### Set problem:
Using the entries below, transcribe exactly the line containing "of the handheld" and each line that follows it to the end.

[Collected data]
::::::::
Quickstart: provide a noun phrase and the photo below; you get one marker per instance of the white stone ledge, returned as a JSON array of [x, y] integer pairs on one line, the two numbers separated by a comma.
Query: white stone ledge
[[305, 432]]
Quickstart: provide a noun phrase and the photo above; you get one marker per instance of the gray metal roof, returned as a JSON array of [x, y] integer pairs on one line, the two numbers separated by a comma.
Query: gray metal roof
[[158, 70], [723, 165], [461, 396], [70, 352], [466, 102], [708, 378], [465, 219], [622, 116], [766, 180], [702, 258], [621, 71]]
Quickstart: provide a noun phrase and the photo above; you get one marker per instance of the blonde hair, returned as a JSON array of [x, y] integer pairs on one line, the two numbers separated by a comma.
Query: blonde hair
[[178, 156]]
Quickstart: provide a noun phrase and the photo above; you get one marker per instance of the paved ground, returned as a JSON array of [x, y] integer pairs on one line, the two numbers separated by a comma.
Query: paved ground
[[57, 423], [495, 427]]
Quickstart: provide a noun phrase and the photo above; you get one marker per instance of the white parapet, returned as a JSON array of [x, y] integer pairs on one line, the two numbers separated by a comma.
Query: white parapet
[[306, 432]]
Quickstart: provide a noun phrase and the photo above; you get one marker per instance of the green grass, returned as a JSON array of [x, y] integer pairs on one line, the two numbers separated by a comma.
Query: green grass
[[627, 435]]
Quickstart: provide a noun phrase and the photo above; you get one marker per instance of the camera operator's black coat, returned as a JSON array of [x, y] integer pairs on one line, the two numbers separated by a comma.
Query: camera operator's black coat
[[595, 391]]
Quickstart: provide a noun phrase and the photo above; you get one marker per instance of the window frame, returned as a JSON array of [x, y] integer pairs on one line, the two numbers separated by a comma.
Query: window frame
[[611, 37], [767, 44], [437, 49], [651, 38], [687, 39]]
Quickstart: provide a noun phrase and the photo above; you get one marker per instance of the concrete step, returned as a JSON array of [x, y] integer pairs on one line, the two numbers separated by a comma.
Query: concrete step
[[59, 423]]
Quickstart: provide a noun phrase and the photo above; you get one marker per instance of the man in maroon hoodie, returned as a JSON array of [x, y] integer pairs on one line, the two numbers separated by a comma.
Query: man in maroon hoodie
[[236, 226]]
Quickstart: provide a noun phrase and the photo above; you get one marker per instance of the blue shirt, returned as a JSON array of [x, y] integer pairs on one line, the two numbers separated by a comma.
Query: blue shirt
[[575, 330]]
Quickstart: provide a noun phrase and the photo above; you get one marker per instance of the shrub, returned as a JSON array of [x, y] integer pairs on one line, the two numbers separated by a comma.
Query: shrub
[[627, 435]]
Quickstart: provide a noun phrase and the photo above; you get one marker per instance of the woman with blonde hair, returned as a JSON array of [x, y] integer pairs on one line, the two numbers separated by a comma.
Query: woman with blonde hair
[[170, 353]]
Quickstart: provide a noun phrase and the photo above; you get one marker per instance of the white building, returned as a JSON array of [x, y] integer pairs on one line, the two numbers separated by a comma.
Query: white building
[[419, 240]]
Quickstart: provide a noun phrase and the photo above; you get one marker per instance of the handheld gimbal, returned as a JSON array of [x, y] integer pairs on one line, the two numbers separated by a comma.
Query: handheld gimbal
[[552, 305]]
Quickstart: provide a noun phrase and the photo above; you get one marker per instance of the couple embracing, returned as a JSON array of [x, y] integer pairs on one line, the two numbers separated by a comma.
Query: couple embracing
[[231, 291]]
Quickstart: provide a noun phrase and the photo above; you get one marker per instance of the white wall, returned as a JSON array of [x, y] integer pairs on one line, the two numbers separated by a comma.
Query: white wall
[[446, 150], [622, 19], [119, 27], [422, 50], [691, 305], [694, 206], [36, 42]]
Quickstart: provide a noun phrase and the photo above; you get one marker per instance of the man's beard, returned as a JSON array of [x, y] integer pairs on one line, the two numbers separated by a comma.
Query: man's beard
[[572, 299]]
::::::::
### Answer to the task:
Quickstart: provide a noun phrase and the photo above; you get one marker per instance of the handheld gimbal, returned as a JSON array of [x, y] integer pairs on one line, the two numbers separated by a comma.
Query: handheld gimbal
[[552, 305]]
Quickstart: provide a noun phrase and the photo above; you get one marker per instance of the couple embracing, returned as a JSON array of [x, y] integer pairs on one line, the two numbers separated by a comma.
Query: couple embracing
[[231, 291]]
Quickstart: provide a noun phrase and the photo above; you get one marker per instance of the white wall, returned as a JSON array of [x, y] integer pairs on one line, the two numbers separated by a comma.
Query: white wall
[[446, 150], [622, 19], [119, 27], [422, 50], [691, 305], [694, 206], [36, 42]]
Quickstart: provide a noun phrase and the photo above; you get one marker per instance of the man's beard, returned as a JSON array of [x, y] integer pairs on one line, the two numbers separated by a comma.
Query: man's beard
[[572, 299]]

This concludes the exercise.